--- Provided passage ---

Friday, April 05, 2024

Friday Ramble - Patience


As I started off on the Friday ramble this week, the word that came to mind was patience, although I have already written a ramble on that word.

This week's offering has its roots in the Middle English pacient, the Middle French patient and the Latin word pati, all meaning to undergo something, to get through, or put up with something and do it with grace and dignity - no whining, screaming or going completely off one's nut. It's a fine old word, but it's not a word for wimps and sissies. True patience is fierce stuff, and it is anything but limp, indecisive or docile. Sometimes, it requires serious attitude, bags of forbearance and not a little cussing.

By now, the north should be carpeted in wildflowers, but a storm this week brought subzero temperatures, snow and bitterly cold winds, and the white stuff is staying around, at least for now. There will be no blooming in the woodland for a week or two, and there are times when I think springtime will never come.

What is one to do??? I pick up my camera, sometimes my notebook and pen, brew a pot of tea, pummel bread, stir up fiery curries, go walkabout with Beau, curl up in my favorite chair with a good book. I just breathe, in and out, in and out, in and out.

For some reason, the exquisite keyboard sonatas of Domenico Scarlatti and the Bach preludes tuck everything back into place, and so does anything by Antonio Vivaldi. In recent weeks I have also been listening to the creations of Corelli, Gabrieli and Purcell. When my spirits need a lift, I always seem to go for baroque.

Snow or no snow, we wrap up and head out, look at the sun rising or setting somewhere, watch frozen cattails rattling their bones along the shore of the river. We listen to the wind in the bare trees, lean against fences and watch last autumn's desiccated leaves whirl through the air like confetti. We cling to the fragile hope that the snow will disappear and springtime will show up any day now.

This morning's image is a bloodroot bloom from last year's wanderings around this time. In early spring, they are the first wildflowers emerge from the earth and dead leaves of my favorite place, and they glow like little suns in the woods. Colonies of sanguinaria canadensis always leave me breathless when I encounter them, and I am looking forward to seeing them again. Until then, I cultivate patience and remember.

2 comments:

Blondi Blathers said...

Are you speaking to me about patience? It almost seems as if you've just read an entry I wrote this morning for my own blog but haven't yet posted. Indeed, patience would have been helpful to me. I have no more patience or tolerance for certain things, alas, after dealing with them repeatedly for years. Still, it is to be cultivated and strengthened. -Kate

francesray.substack.com said...

I keep repeating 'patience' like a mantra. This year the unfurling of spring is taking so long. After grumbling to myself yesterday morning that the ground was white and frozen, suddenly there was an earthquake swaying the sofa...a reminder of who is in charge.

---

▸ Exercise requirements: According to the ramble on patience, which Latin word lies at the root of the word "patience"? The records have no connection to the ramble on patience.

--- Recorded data ---

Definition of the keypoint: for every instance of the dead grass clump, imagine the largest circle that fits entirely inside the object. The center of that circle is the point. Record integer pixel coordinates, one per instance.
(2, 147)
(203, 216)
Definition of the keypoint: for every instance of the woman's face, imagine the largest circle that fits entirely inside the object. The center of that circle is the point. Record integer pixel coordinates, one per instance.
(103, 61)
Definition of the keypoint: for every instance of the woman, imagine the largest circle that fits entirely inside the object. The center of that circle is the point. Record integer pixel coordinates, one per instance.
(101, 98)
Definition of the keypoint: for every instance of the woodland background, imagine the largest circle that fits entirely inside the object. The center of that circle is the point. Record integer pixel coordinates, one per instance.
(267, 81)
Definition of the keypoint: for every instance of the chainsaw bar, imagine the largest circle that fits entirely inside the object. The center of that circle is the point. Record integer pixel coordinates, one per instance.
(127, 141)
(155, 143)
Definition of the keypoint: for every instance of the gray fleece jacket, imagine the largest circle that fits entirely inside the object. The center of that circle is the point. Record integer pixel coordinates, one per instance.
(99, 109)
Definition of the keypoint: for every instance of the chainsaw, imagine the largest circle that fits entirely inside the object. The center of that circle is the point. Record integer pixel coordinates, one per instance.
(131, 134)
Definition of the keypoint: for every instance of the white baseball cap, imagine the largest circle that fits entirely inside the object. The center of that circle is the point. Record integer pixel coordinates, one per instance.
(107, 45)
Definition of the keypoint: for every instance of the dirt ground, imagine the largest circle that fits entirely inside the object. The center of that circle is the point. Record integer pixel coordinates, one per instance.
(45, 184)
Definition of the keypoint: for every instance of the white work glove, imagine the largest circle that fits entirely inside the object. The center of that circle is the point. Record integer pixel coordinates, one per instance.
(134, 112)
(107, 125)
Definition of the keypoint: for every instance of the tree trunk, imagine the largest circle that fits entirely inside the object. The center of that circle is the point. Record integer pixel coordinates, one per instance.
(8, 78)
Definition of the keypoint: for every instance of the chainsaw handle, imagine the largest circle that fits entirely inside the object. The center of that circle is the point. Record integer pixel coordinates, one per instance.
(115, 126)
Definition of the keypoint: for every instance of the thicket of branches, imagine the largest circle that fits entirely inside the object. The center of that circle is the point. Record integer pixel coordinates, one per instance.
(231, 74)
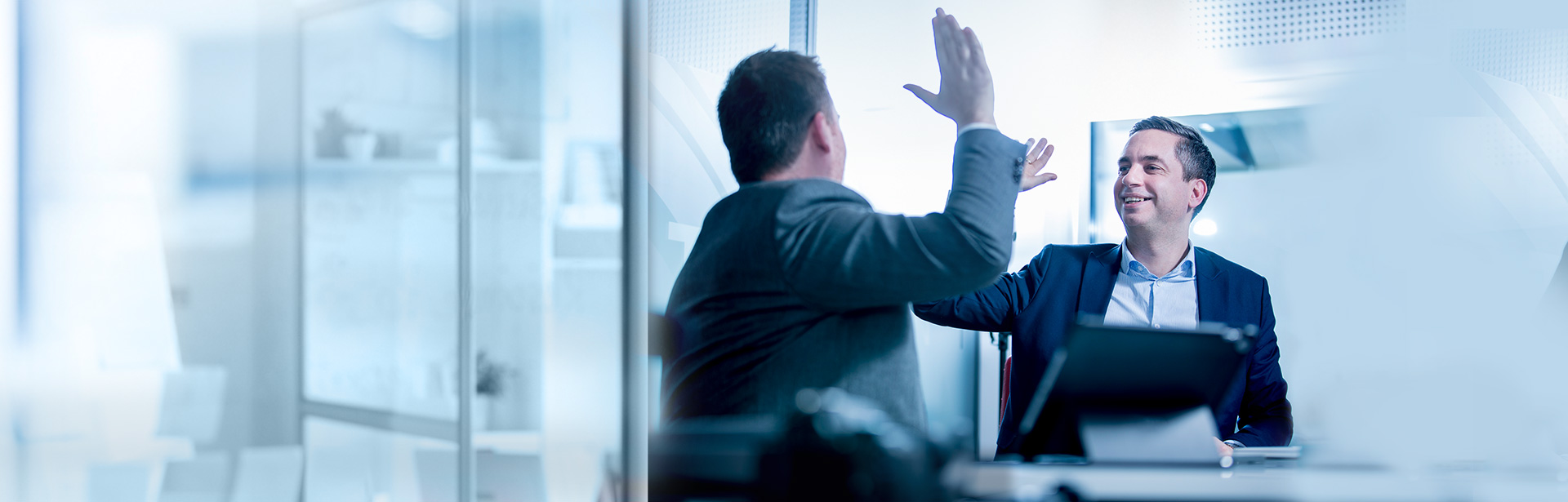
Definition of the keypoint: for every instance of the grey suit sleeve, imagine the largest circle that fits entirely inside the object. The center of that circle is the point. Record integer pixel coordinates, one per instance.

---

▸ Response for this exercise: Pati.